◆ Extracted data

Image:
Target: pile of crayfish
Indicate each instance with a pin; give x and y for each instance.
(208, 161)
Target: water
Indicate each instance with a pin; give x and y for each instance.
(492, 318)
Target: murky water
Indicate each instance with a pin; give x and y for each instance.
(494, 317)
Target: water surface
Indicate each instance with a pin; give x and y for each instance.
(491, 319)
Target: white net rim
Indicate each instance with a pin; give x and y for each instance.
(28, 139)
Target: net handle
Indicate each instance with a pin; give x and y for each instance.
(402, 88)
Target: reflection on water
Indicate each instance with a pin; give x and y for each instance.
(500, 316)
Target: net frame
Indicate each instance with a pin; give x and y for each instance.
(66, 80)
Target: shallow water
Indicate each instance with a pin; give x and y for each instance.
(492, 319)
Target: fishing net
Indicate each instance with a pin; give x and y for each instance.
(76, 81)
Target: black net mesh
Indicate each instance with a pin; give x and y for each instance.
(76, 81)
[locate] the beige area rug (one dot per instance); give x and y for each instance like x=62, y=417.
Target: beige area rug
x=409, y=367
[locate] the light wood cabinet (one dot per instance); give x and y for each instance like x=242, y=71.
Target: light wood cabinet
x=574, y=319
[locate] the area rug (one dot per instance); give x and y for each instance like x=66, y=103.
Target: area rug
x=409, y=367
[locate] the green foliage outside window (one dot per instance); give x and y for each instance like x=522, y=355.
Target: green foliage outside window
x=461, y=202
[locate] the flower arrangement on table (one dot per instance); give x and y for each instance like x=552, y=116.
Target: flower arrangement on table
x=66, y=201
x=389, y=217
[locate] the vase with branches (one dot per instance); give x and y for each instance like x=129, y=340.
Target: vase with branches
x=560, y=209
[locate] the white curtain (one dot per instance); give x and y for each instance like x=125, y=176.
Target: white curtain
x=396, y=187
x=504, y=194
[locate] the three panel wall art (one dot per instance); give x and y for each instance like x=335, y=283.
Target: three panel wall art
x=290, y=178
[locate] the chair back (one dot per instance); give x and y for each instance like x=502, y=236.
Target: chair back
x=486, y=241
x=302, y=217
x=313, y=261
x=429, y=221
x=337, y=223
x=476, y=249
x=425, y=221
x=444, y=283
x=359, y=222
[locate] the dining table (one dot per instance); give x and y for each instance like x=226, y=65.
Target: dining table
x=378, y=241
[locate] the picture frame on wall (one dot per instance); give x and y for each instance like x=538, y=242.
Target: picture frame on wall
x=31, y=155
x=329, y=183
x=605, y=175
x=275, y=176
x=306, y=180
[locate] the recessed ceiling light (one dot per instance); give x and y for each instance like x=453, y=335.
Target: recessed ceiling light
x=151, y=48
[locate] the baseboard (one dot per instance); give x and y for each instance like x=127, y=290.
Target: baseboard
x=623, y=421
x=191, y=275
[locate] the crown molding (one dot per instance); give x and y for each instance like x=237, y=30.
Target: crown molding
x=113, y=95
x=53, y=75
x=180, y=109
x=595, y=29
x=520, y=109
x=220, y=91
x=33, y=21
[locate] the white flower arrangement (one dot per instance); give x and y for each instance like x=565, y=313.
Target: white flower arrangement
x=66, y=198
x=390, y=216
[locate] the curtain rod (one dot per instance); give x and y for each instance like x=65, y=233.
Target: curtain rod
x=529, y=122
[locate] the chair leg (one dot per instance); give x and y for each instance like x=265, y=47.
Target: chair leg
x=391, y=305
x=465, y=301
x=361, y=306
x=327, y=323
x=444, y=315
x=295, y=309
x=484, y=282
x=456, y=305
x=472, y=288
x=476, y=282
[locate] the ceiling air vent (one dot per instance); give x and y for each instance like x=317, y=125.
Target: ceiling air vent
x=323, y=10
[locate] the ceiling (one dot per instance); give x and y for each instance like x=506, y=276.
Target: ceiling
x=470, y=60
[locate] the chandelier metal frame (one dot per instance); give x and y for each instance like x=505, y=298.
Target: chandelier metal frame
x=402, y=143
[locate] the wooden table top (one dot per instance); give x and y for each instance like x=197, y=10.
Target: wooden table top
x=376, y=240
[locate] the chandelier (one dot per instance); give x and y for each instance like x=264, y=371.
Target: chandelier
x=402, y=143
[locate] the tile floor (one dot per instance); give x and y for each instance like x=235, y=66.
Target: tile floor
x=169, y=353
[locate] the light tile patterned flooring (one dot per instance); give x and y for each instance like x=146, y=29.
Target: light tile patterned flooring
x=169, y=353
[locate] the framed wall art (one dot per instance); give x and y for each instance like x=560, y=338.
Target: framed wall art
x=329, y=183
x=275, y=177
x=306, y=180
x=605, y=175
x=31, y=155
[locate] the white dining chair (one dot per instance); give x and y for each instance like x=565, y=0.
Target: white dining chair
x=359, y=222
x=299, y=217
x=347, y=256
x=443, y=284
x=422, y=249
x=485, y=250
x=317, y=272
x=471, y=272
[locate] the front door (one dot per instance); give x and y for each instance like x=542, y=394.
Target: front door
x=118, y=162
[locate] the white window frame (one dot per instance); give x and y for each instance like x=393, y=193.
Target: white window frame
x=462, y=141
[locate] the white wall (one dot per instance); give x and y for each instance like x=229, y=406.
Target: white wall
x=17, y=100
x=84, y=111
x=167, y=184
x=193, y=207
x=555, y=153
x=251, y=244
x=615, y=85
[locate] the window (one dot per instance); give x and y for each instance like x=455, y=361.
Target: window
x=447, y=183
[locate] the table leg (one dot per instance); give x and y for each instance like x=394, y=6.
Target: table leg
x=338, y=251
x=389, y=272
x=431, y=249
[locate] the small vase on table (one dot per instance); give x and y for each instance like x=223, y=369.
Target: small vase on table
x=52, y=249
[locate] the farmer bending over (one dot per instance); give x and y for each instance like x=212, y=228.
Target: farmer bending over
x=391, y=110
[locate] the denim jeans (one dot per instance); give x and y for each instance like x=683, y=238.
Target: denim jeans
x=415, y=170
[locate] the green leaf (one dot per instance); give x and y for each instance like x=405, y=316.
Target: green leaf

◆ The request
Lay out the stretch of entries from the line containing "[locate] the table" through the line containing "x=52, y=249" as a JSON list of strings, one string per line, with blank lines left out.

◆ Solution to the problem
[
  "[locate] the table leg (one dot per instance); give x and y for each instance like x=394, y=6.",
  "Target: table leg",
  "x=338, y=251",
  "x=389, y=272",
  "x=431, y=249",
  "[locate] the small vase on table (one dot per instance); give x and y for each instance like x=223, y=369.",
  "Target: small vase on table",
  "x=52, y=249"
]